## What this task involves
Please reproduce every record, keeping each one exactly as written.

======== Data provided

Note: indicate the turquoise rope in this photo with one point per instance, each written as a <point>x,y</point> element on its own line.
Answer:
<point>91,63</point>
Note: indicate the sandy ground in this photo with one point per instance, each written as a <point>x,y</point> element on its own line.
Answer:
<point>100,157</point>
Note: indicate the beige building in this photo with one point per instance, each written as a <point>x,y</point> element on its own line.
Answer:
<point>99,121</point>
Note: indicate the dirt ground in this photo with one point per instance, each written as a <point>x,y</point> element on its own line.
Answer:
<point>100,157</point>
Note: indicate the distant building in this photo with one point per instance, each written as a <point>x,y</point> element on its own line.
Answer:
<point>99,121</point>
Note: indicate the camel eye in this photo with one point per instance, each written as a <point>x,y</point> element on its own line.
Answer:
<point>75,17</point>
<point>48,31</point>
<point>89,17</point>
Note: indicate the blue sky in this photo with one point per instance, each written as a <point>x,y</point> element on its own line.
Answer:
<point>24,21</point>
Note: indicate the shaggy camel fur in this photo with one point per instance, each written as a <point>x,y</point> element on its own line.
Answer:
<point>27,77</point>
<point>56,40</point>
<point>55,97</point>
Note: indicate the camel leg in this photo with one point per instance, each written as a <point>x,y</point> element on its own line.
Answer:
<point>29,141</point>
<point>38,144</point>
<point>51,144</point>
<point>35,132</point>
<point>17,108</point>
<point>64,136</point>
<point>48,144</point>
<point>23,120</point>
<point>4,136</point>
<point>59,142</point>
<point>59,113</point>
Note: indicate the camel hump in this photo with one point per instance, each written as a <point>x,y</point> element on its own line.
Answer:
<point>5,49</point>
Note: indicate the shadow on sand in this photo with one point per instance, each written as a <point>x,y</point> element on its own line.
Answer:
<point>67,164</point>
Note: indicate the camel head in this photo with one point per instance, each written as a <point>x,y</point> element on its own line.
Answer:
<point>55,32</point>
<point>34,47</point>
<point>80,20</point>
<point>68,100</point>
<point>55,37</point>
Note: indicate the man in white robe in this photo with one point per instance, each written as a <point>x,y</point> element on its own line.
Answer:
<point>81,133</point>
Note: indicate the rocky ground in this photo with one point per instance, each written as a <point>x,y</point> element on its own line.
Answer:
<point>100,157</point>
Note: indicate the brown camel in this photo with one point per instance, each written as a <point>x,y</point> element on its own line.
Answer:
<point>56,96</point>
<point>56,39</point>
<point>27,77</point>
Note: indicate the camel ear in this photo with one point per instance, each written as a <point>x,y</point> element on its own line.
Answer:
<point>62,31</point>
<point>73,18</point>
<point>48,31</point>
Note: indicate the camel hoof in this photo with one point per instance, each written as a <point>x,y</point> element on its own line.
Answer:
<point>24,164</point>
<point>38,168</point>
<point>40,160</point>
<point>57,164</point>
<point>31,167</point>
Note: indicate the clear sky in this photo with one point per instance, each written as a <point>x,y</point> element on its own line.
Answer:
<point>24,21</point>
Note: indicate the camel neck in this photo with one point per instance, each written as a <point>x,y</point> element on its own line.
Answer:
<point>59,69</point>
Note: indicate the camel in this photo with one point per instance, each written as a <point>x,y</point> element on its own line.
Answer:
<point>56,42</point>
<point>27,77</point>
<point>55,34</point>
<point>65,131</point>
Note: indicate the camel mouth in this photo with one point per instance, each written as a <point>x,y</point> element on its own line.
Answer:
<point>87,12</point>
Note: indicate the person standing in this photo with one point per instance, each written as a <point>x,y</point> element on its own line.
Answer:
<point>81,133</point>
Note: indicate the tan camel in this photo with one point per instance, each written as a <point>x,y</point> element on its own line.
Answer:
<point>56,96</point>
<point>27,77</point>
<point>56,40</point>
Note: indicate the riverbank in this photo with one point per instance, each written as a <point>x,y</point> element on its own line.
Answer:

================

## The solution
Note: indicate the turquoise rope in this photo with one point per instance, each written as a <point>x,y</point> element on its own line.
Answer:
<point>91,63</point>
Note: indicate the sandy ground in this photo with one point per instance, each written as a <point>x,y</point> element on its own line.
Answer:
<point>100,157</point>
Note: indicate the beige building in this photo with one point per instance, each written as a <point>x,y</point> element on its own line.
Answer:
<point>99,121</point>
Note: indicate the dirt ground in this photo with one point per instance, each written as a <point>x,y</point> element on its own line.
Answer:
<point>100,157</point>
Note: indicate the distant building in this photo with one point per instance, each written as a <point>x,y</point> element on its own line.
Answer:
<point>99,121</point>
Note: indicate the camel eye in this photo with one point per instance, each written as a <point>x,y</point> element on its own line.
Answer:
<point>75,17</point>
<point>48,31</point>
<point>89,17</point>
Note: indicate the blue sky in this photo with one point per instance, each written as a <point>x,y</point> element on its own line.
Answer:
<point>24,21</point>
Note: indicate the shaggy camel fur in this photo with one point per instance, each written as a <point>x,y</point> element on its own line.
Answer:
<point>27,77</point>
<point>56,40</point>
<point>55,97</point>
Note: indicate the camel leg in this photo with one point per instance, each written as a <point>x,y</point> element on its own line.
Answer:
<point>29,141</point>
<point>38,144</point>
<point>51,144</point>
<point>35,132</point>
<point>17,108</point>
<point>64,136</point>
<point>48,144</point>
<point>23,120</point>
<point>4,136</point>
<point>59,142</point>
<point>59,113</point>
Note: indicate the camel hump in this photo with one point per instance, each written as a <point>x,y</point> element on its own line.
Answer:
<point>5,49</point>
Note: indicate the shadow on sand in this photo with one point per instance, each written as a <point>x,y</point> element on its own line.
Answer:
<point>67,164</point>
Note: indicate the camel head in this photo with one point per instance, each written as a <point>x,y</point> element on its own line.
Answer:
<point>55,32</point>
<point>34,47</point>
<point>80,20</point>
<point>68,100</point>
<point>55,37</point>
Note: indicate the man in white robe in this photo with one point per instance, each written as a <point>x,y</point> element on its own line.
Answer:
<point>81,133</point>
Note: indicate the rocky ground in this photo with one point per instance, each written as a <point>x,y</point> element on its own line.
Answer:
<point>100,157</point>
Note: indicate the brown camel in this photo with one point per instance, each written as a <point>x,y</point> element on its own line.
Answer:
<point>56,96</point>
<point>56,39</point>
<point>27,77</point>
Note: indicate the camel ear in this photo with one point per instance, each written as a <point>x,y</point> element on its own line.
Answer:
<point>62,31</point>
<point>73,18</point>
<point>48,31</point>
Note: indicate the camel hoof in this photo with one point per instance, each written as a <point>x,y</point> element on its own line.
Answer:
<point>24,164</point>
<point>38,168</point>
<point>40,160</point>
<point>57,164</point>
<point>31,167</point>
Note: indicate the clear sky in this photo with one point per instance, each written as a <point>x,y</point> element on its own line.
Answer:
<point>24,21</point>
Note: indicate the camel neck in this photo with one point per instance, each written as a <point>x,y</point> element on its own line.
Answer:
<point>59,69</point>
Note: indicate the camel in this photo with one point per instance, each written as a <point>x,y</point> element on its own line.
Answer:
<point>56,42</point>
<point>27,77</point>
<point>55,34</point>
<point>65,131</point>
Note: indicate the camel mouth in this photo with one point per instance, each written as a <point>x,y</point> element on its own line.
Answer:
<point>87,12</point>
Note: indicate the person standing in this photo with one point per instance, each written as a <point>x,y</point> element on its own line.
Answer:
<point>81,133</point>
Note: indicate the tan camel in this photo with one point per instance, each written as a <point>x,y</point> element on its own line.
Answer:
<point>56,96</point>
<point>27,77</point>
<point>56,40</point>
Note: indicate the riverbank in this photo with one point per instance, each written as a <point>x,y</point> element on its own line.
Answer:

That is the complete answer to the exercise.